* **Short exercise 1**: In the passage on dhāraṇī below, reproduce word for word the part from "Doctrine dhāraṇī is" to "an immeasurable time.".
* **Short exercise 2**: According to the passage on dhāraṇī below, which dhāraṇī is acquired on the tenth level?

Doctrine dhāraṇī is the recollection81 and wisdom that bear in mind and do not forget, even after a long time, the infinite, incalculable, immeasurable doctrines included in the collection of words, the collection of phrases, and the collection of speech sounds that bodhisattvas never understood or heard before, when they have reached the levels and are listening to the doctrines of the buddhas and bodhisattvas. [F.10.a]
Meaning dhāraṇī is recollection and wisdom, taken as one, that bear in mind and do not forget the infinite, incalculable, immeasurable meanings of the doctrines those bodhisattvas have borne in mind like that for an immeasurable time.
Among them, the aforementioned dhāraṇī in the form of forbearance is of those who have earlier completed the causes, so they gain it on the devoted course of conduct level. They gain the remaining three on the first level and so on, having passed beyond the first countless eon. About them a sūtra says, “Bodhisattva great beings who possess four dharmas are perfect in dhāraṇī.” Those who have “acquired the dhāraṇīs” have the four dharmas. The four dharmas are “disdain for sense objects, absence of envy, giving up everything, and joy in the Dharma in the Bodhisattvapiṭaka and so on, which stop the four on the side opposing the equality of self and others—excessive attachment to sense objects, envy, miserliness, and lack of enthusiasm for the joy of the Dharma.” According to the sequence set forth in another sūtra,82 on the first level they have acquired the superior location dhāraṇī because through its force they have become a location for all holy, special qualities; on the second, the stainless, because through its force they have pure morality; on the third, the extremely stable, because through its force the perfect power of patience free from all mental disturbances is stabilized; on the fourth, the hard to conquer, because through its force one is unconquerable by all Māras and opponents; on the fifth, the good quality mind ornament dhāraṇī; on the sixth, [F.10.b] the lamp for the knowledge maṇḍala; on the seventh, the becoming distinguished; on the eighth, the nonconceptual; on the ninth, the infinitely-doored; and on the tenth, the inexhaustible basket dhāraṇī. Hence, they have “acquired the dhāraṇīs” because on each of those different levels they gain a myriad of infinite, incalculable, immeasurable dhāraṇīs. Therefore, because such good qualities as these are shared in common with the devoted course of conduct level, it speaks of them like this.

* **Available data**:
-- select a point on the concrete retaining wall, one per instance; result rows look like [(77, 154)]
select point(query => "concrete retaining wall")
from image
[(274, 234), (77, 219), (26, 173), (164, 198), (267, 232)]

* **Answer 1**:
Doctrine dhāraṇī is the recollection81 and wisdom that bear in mind and do not forget, even after a long time, the infinite, incalculable, immeasurable doctrines included in the collection of words, the collection of phrases, and the collection of speech sounds that bodhisattvas never understood or heard before, when they have reached the levels and are listening to the doctrines of the buddhas and bodhisattvas. [F.10.a]
Meaning dhāraṇī is recollection and wisdom, taken as one, that bear in mind and do not forget the infinite, incalculable, immeasurable meanings of the doctrines those bodhisattvas have borne in mind like that for an immeasurable time.

* **Answer 2**: The inexhaustible basket dhāraṇī.